## Task instructions
What you write must match exactly the lines from the one with "Locate every instance of the player's thigh" through the last line of the material below.

*** Opening Extracted data ***

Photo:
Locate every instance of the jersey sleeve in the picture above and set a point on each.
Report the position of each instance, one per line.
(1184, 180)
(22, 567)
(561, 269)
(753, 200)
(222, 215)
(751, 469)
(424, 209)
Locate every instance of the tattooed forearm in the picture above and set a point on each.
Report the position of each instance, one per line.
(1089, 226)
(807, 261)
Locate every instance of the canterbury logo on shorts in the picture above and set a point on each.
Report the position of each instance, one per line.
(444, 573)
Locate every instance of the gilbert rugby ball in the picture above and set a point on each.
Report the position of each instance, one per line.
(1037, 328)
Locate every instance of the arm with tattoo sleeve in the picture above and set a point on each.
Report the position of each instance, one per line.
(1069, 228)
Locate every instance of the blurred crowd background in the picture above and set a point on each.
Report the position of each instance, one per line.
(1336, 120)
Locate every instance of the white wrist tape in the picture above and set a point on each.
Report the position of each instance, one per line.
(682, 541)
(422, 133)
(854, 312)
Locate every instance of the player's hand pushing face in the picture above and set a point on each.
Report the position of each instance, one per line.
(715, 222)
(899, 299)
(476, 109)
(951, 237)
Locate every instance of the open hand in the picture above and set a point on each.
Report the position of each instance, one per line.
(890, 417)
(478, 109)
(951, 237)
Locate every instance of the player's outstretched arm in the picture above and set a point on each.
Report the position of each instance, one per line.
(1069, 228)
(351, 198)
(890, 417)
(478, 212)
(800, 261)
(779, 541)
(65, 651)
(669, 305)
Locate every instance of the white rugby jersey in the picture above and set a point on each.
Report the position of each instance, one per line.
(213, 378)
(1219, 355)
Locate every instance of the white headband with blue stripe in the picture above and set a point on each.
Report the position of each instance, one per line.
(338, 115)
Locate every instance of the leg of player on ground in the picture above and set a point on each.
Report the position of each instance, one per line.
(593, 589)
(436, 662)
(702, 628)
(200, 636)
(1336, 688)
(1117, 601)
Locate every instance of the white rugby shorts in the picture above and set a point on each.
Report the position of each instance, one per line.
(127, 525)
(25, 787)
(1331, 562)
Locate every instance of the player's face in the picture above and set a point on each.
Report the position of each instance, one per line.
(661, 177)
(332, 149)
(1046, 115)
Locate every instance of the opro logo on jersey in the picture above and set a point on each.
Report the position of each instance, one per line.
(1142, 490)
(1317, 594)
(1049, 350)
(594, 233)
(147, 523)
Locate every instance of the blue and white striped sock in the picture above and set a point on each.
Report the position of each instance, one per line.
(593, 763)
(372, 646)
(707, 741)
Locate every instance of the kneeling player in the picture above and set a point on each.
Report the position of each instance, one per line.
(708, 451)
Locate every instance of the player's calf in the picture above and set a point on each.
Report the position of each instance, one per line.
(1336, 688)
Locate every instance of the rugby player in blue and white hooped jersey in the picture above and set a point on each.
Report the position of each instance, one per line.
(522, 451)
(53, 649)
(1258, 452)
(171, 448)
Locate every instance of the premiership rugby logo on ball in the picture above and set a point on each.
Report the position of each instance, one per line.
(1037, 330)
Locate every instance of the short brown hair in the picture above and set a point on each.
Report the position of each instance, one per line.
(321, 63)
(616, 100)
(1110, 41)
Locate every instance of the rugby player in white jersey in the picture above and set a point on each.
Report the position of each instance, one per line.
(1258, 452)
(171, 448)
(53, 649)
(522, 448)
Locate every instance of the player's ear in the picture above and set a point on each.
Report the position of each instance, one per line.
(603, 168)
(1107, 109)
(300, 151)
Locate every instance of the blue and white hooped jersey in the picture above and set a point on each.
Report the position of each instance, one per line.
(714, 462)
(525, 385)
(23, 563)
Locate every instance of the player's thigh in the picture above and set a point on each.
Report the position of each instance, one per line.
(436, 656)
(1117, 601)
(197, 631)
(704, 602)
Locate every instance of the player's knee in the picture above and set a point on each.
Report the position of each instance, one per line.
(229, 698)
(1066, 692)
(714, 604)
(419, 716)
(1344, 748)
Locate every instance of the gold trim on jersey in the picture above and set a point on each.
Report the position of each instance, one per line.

*** Closing Extracted data ***

## Task response
Locate every instance of the player's thigh in the picture above and set a point on each.
Report the position of each instance, one per line.
(436, 656)
(1117, 601)
(197, 631)
(704, 602)
Locate every instance of the player's knee in the picture above and set a point on each.
Report the position of each instance, one per line.
(229, 698)
(1066, 692)
(714, 604)
(419, 716)
(1344, 748)
Locate every instance of the gold trim on jersey in the picture above and set a point on each.
Report the position of each instance, one per line.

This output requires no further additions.